Reproduce the data exactly and drop any pictures it holds.

## BEGIN Available data

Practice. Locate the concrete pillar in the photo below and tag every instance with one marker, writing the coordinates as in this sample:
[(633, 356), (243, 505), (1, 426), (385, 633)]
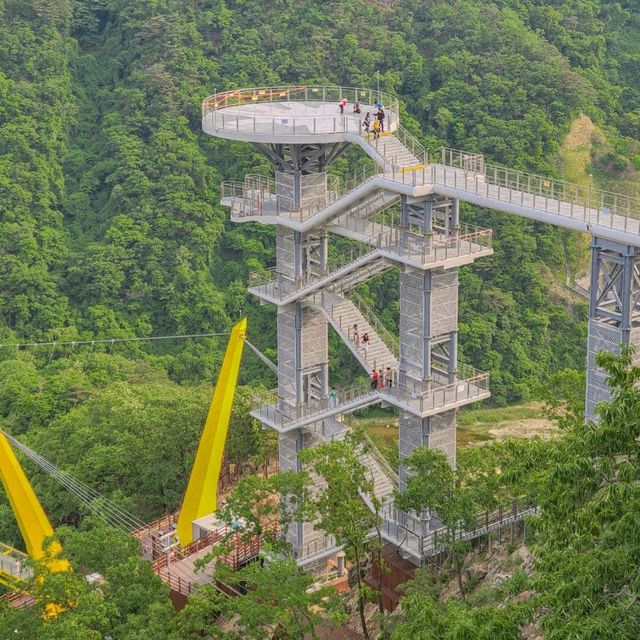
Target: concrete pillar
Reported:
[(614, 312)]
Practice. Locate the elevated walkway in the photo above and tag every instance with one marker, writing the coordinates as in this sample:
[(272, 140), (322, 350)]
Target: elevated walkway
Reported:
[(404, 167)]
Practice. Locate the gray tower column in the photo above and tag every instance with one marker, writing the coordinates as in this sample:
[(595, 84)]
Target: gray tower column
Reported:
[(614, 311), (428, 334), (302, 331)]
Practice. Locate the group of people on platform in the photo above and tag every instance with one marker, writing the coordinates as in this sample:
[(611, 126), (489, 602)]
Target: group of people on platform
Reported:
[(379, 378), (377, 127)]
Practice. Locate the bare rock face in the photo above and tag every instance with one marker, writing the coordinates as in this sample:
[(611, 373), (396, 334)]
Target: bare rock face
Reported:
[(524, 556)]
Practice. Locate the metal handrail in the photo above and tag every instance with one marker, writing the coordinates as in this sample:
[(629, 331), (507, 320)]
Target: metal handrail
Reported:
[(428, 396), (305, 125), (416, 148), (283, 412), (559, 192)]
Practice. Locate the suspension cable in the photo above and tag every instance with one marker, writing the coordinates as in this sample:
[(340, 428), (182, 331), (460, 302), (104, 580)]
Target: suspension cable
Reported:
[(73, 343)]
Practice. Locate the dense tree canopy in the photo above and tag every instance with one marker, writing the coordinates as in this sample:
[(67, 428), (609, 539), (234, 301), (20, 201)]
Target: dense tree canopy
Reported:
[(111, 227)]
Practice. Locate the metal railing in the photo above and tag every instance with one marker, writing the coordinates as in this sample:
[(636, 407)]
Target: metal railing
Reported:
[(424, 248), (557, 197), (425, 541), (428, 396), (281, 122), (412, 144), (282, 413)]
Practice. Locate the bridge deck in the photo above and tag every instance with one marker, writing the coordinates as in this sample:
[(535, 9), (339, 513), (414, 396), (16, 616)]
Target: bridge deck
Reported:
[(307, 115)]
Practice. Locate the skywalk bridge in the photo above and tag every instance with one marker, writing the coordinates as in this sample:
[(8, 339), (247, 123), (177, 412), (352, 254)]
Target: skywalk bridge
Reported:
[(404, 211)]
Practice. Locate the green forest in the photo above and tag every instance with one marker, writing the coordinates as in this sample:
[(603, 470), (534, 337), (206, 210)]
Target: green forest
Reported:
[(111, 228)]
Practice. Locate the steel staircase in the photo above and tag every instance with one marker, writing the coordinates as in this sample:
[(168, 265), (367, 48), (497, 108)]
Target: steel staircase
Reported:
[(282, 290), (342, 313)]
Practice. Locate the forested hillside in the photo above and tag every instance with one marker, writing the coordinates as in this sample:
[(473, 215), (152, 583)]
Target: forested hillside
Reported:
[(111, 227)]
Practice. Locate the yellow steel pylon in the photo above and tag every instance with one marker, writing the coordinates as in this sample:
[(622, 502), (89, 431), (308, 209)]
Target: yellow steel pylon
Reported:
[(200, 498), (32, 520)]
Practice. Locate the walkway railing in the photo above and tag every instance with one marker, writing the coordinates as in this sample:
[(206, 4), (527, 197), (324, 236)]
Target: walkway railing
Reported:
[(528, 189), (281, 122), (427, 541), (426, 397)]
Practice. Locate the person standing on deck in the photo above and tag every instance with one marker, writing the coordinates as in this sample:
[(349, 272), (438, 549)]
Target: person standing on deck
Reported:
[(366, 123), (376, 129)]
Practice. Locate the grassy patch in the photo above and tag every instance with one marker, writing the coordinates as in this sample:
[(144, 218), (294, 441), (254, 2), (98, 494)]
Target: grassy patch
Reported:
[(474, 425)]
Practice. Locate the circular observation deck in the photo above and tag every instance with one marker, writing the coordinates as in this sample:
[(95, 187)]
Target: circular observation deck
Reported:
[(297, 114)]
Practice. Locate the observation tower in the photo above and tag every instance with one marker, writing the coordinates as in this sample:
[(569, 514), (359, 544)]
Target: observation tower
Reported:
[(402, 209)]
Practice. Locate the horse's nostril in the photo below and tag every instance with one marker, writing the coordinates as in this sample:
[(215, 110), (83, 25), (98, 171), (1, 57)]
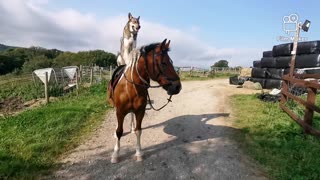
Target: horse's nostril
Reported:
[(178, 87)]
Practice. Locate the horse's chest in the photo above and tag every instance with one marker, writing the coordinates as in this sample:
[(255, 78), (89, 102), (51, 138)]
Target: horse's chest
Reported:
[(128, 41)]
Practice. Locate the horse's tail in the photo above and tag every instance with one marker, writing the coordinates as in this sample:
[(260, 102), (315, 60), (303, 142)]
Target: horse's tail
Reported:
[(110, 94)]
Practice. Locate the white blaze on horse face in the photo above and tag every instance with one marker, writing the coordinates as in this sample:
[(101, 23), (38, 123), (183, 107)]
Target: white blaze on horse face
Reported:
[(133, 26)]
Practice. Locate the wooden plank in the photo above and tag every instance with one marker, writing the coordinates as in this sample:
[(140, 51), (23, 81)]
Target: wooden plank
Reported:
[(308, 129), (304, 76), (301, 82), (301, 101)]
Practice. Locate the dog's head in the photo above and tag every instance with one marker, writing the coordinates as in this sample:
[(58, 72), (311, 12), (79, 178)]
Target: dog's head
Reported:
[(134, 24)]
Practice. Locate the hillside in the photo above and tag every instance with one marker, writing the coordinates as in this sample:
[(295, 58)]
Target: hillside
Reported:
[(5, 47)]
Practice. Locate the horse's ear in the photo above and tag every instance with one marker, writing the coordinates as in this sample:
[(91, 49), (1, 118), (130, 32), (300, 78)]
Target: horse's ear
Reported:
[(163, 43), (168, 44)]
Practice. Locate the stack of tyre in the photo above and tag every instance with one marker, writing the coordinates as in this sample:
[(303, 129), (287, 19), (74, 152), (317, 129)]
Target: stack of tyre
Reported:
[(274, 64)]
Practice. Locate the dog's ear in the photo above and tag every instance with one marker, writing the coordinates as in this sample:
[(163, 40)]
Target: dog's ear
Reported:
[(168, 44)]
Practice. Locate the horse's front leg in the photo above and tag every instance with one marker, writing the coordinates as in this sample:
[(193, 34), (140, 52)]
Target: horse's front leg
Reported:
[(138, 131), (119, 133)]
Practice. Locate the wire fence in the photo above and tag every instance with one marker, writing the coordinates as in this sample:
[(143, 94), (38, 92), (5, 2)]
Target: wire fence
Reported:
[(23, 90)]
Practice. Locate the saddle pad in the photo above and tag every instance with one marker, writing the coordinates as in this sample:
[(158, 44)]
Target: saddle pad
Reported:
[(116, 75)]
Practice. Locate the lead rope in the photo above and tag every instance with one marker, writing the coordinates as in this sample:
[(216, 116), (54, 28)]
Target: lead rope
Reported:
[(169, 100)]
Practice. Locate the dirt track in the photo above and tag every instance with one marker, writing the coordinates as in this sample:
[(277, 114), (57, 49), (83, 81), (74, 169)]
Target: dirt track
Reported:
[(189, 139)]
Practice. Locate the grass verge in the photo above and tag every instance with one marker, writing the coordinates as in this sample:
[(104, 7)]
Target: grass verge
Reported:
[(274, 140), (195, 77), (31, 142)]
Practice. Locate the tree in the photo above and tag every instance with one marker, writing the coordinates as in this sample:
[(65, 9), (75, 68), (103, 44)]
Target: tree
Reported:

## END Available data

**Exercise result**
Practice. Locate the concrete pillar in the photo below and tag every instance with one marker, writing the coordinates as in this sample:
[(633, 356), (243, 505), (1, 426), (385, 633)]
Target: concrete pillar
Reported:
[(614, 312)]
Practice. Locate the elevated walkway in the photo above and tag every instance with one marker, writing the coordinates as in this sample:
[(272, 140), (322, 350)]
Target: elevated walkway
Reported:
[(404, 167)]
Practice. Locate the gray tower column in the photo above and tag every instance with one marker, writing the coordinates as in this sample:
[(595, 84)]
Target: gray tower column
Reported:
[(614, 311), (428, 334), (302, 331)]
Practice. Locate the group of people on platform in the photo above and tag every instance with one marker, writing the coordinates as in this sample:
[(611, 126), (489, 602)]
Target: group of people on platform
Reported:
[(379, 378), (377, 127)]
Practice. Locate the bare rock face in the photo above and tag every instance with one marker, writing the coordinates as in this sample:
[(611, 373), (396, 334)]
Target: bare rock face
Reported:
[(524, 556)]
Practice. Locate the metal handrail in the photo above and tag every instance with one marker, writing the coordinates as in this sample:
[(629, 331), (507, 320)]
Target: metal handrail
Reported:
[(428, 396), (305, 125), (416, 148), (283, 412), (559, 192)]
Practice. Locate the suspension cable in the photo above and tag every instance with one marker, writing the coordinates as in this sample:
[(340, 428), (182, 331), (460, 302), (104, 580)]
Target: suspension cable
Reported:
[(73, 343)]
Practice. Locate the dense tree canopy in the photo above and tag every instance with one marker, writing the coordinates as in this sample:
[(67, 428), (609, 539), (234, 301), (20, 201)]
Target: dense tree canopy
Reported:
[(111, 227)]
Practice. Locate the metal railing in the photo above and tag every instance with one marker, writing the coordinates as in this sample:
[(636, 407)]
Target: metal railing
Reported:
[(424, 248), (557, 197), (425, 541), (428, 396), (281, 122), (412, 144), (282, 413)]
Practice. Locate the bridge deck in the photo above and tag every instance with one marker, writing the coordinates as in this sample:
[(535, 9), (339, 513), (414, 396), (16, 616)]
Target: bridge deck
Reported:
[(307, 115)]
Practice. Locate the skywalk bridge in the photo above and tag every instance with one marker, writing the coordinates as in this sample:
[(8, 339), (247, 123), (177, 412), (352, 254)]
Target: skywalk bridge
Reported:
[(404, 211)]
Practice. Locate the green forest in the photo above and tag every instance with one marker, writing the coordinates as in this sample:
[(603, 470), (534, 337), (206, 210)]
Target: green forest
Reported:
[(111, 228)]
Practice. Locate the steel staircase in the photo above and tag every instance with one marker, writing the coordinates as in this sample:
[(168, 265), (367, 48), (497, 108)]
Target: steel staircase
Reported:
[(282, 290), (342, 313)]
Practice. Locate the forested hillside in the photo above and tag every instance with one marker, writing the coordinates as in this sample:
[(473, 215), (152, 583)]
Target: forested hillside
Reported:
[(111, 227)]
Practice. Locate the yellow steel pylon in the photo above and tag every instance with one marker, writing the coordinates as in this sample:
[(622, 502), (89, 431), (308, 209)]
Target: yellow steel pylon
Reported:
[(200, 498), (32, 520)]
Practice. Locate the walkway railing in the photo above and tag every instance with one marker, writing the coordinates as in this sample:
[(206, 4), (527, 197), (324, 236)]
Target: walkway railing
Reported:
[(528, 189), (281, 122), (427, 541), (426, 397)]
Practice. Locate the person standing on deck in the photo above and tag every instance with one marker, writing the coordinates as in this sample:
[(349, 272), (438, 549)]
Target: person standing on deck
Reported:
[(366, 123), (376, 129)]
Practice. Locate the grassy patch in the photo above and tag every instance with one marker, writing the coordinates as in this sample:
[(144, 218), (294, 441), (254, 2), (98, 494)]
Target: grassy patch
Reported:
[(474, 425)]
Practice. Locate the circular observation deck in the photo above and tag every instance with one marker, writing the coordinates as in this sample:
[(95, 187)]
Target: circular observation deck
Reported:
[(297, 114)]
Practice. Locate the observation tower in the photo above and tag every instance with one marker, writing the coordinates as in this sample:
[(569, 514), (359, 544)]
Target: observation tower
Reported:
[(402, 209)]
Practice. Locate the horse's nostril in the photo below and tag every instance with one marker, writing the coordinates as in this sample:
[(215, 110), (83, 25), (98, 171), (1, 57)]
Target: horse's nostril
Reported:
[(178, 87)]
Practice. Locate the horse's chest in the photo above and tag every instance with one marker, writing the coordinates as in this sample:
[(255, 78), (89, 102), (51, 138)]
Target: horse's chest
Reported:
[(128, 41)]
Practice. Locate the horse's tail in the photo above and tag every instance with one marker, writing the coordinates as in this sample:
[(260, 102), (315, 60), (303, 142)]
Target: horse's tail
Reported:
[(110, 94)]
Practice. Locate the white blaze on horse face in the photo above and tag every instance with one marker, writing the coordinates as in this sample:
[(101, 23), (38, 123), (183, 107)]
Target: white blaze on horse face
Reported:
[(133, 26)]
Practice. Locate the wooden plank in the photo above and tag every instance with one marker, writing the coordinates as in this sample:
[(140, 51), (23, 81)]
Target: wooden plank
Reported:
[(308, 129), (304, 76), (301, 82), (301, 101)]
Practice. Locate the dog's head in the photo above and tag every instance with one marker, writing the coordinates as in this sample:
[(58, 72), (311, 12), (79, 178)]
Target: dog's head
Reported:
[(134, 24)]
Practice. Locate the hillside in the photo above and tag every instance with one marker, writing the coordinates as in this sample:
[(295, 58)]
Target: hillside
Reported:
[(5, 47)]
Practice. Locate the horse's ear in the photo above and tag every instance with one marker, writing the coordinates as in this sample:
[(91, 49), (1, 118), (130, 32), (300, 78)]
Target: horse's ear
Reported:
[(163, 43), (168, 44)]
Practice. Locate the stack of tyre in the photo above and tag every instance with one marker, writing the coordinates as in this sample:
[(303, 129), (287, 19), (74, 152), (317, 129)]
Target: stack of tyre
Reported:
[(274, 64)]
Practice. Locate the dog's ear in the photo above and tag every instance with one marker, writing the coordinates as in this sample:
[(163, 40)]
Target: dog's ear
Reported:
[(168, 44)]
Practice. Locate the horse's front leg in the photo above and tag every instance with one marker, writing the coordinates as in this sample:
[(193, 34), (140, 52)]
Target: horse's front leg
Reported:
[(138, 131), (119, 133)]
Practice. Locate the wire fence in the photo above and tag every instance with one marker, writing the coordinates as in this sample:
[(143, 94), (38, 92), (5, 2)]
Target: wire fence
Reported:
[(23, 90)]
Practice. Locate the saddle pad in the photo above and tag every instance with one marker, writing the coordinates as in this sample:
[(158, 44)]
Target: saddle pad
Reported:
[(116, 75)]
Practice. Locate the lead rope in the photo above and tag every instance with one marker, writing the coordinates as in this sample:
[(216, 116), (54, 28)]
Target: lead rope
Reported:
[(169, 100)]
Practice. Locate the dirt track in the photo above and tag every instance with one marker, writing the coordinates as in this sample:
[(277, 114), (57, 49), (83, 81), (74, 169)]
Target: dirt track
Reported:
[(189, 139)]
Practice. Locate the grass verge in the photo above and tag every instance with one marker, writing the coordinates as in this sample:
[(104, 7)]
Target: grass verge
Reported:
[(274, 140), (195, 77), (31, 142)]
Practice. Locate the tree in the photo above and tag every instance with one marker, writing the coordinates as in this sample:
[(65, 9), (75, 68), (103, 44)]
Target: tree
Reported:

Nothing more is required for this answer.